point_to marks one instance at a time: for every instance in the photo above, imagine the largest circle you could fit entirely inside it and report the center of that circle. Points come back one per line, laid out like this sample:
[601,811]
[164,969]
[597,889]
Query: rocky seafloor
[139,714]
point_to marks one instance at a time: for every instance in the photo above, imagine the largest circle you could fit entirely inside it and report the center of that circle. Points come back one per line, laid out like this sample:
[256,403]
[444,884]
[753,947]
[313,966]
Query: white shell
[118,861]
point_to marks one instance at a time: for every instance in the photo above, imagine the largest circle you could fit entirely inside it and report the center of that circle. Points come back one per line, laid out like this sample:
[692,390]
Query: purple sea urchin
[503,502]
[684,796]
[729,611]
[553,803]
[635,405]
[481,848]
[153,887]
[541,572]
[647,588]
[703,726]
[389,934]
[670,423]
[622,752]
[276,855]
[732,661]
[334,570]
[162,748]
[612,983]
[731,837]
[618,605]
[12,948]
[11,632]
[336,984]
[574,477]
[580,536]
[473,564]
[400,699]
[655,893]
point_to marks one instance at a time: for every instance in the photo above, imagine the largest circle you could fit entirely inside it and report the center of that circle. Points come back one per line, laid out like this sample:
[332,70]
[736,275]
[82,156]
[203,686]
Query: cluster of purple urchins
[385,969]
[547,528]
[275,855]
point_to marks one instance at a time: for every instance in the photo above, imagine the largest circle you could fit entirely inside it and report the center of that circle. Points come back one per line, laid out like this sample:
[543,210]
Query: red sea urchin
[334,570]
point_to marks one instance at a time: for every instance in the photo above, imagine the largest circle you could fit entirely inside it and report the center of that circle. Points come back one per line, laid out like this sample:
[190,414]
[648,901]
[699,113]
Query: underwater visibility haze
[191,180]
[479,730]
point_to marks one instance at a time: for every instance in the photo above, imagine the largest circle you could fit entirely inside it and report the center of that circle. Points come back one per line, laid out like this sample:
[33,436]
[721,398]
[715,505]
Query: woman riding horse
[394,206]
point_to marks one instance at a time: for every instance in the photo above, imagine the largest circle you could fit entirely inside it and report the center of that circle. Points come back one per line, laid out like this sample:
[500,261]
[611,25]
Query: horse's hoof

_TASK DETAILS_.
Make an exact copy of the data above.

_FINAL RESULT_.
point_to marks one instance at a time: for every instance in the photo above, imagine the largest circle you could fit entirely inside it and report the center of that circle. Points come back one per line, laid out like this sample:
[601,811]
[164,969]
[597,889]
Query: rocky seafloor
[139,714]
point_to marks one instance at a time: for every instance in the photo above, imagine the largest circle you could fit entirely inside it and report the center of that circle. Points come back one per line, laid out like this sample:
[256,403]
[444,884]
[753,947]
[313,966]
Query: white shell
[118,861]
point_to marks one instance at a time: for every instance in the photo above, imagine the largest circle you could fit entirely inside it and report the center of that circle. Points come back one per line, laid out like this sample:
[692,390]
Query: purple sea urchin
[503,502]
[684,796]
[729,611]
[553,803]
[635,405]
[481,848]
[153,887]
[541,572]
[647,588]
[703,726]
[389,934]
[670,423]
[622,752]
[276,855]
[732,661]
[334,570]
[162,748]
[612,983]
[731,837]
[618,605]
[12,948]
[11,632]
[336,984]
[574,477]
[580,536]
[473,564]
[400,699]
[655,893]
point_to marks one instance at a time: for every instance in the photo above, imagine the largest circle you could fit entirely inside it and report the center of that circle. Points come back one per line, laid out like this sample:
[332,70]
[736,275]
[82,156]
[203,686]
Query: cluster of purple urchins
[385,969]
[547,528]
[275,855]
point_to marks one instance at a time: for every instance in the photo above, imagine the largest circle you could fit entirely inside it and report the center of that circle. Points come back one per line, laid out like this sample:
[543,210]
Query: red sea urchin
[334,570]
point_to marks one instance at a time: for every instance in the photo above, imagine the largest circle you could fit entirely inside it and report the center of that circle. Points come back one per line, laid out like this sample:
[190,414]
[648,901]
[699,113]
Query: underwater visibility haze
[191,180]
[479,730]
point_to marks one instance at a time: for every instance in the photo above, imagine the largest circle you could fit entirely inside it and report the center of that circle. Points come back one per line, laid out like this sample:
[33,436]
[721,398]
[715,505]
Query: woman riding horse
[394,206]
point_to marks one instance at a time: for every instance in the photo above, imagine the largest circle you could fit entirely inside it and report the center of that circle. Points come back one per line, laid out like this sample:
[500,261]
[611,25]
Query: horse's hoof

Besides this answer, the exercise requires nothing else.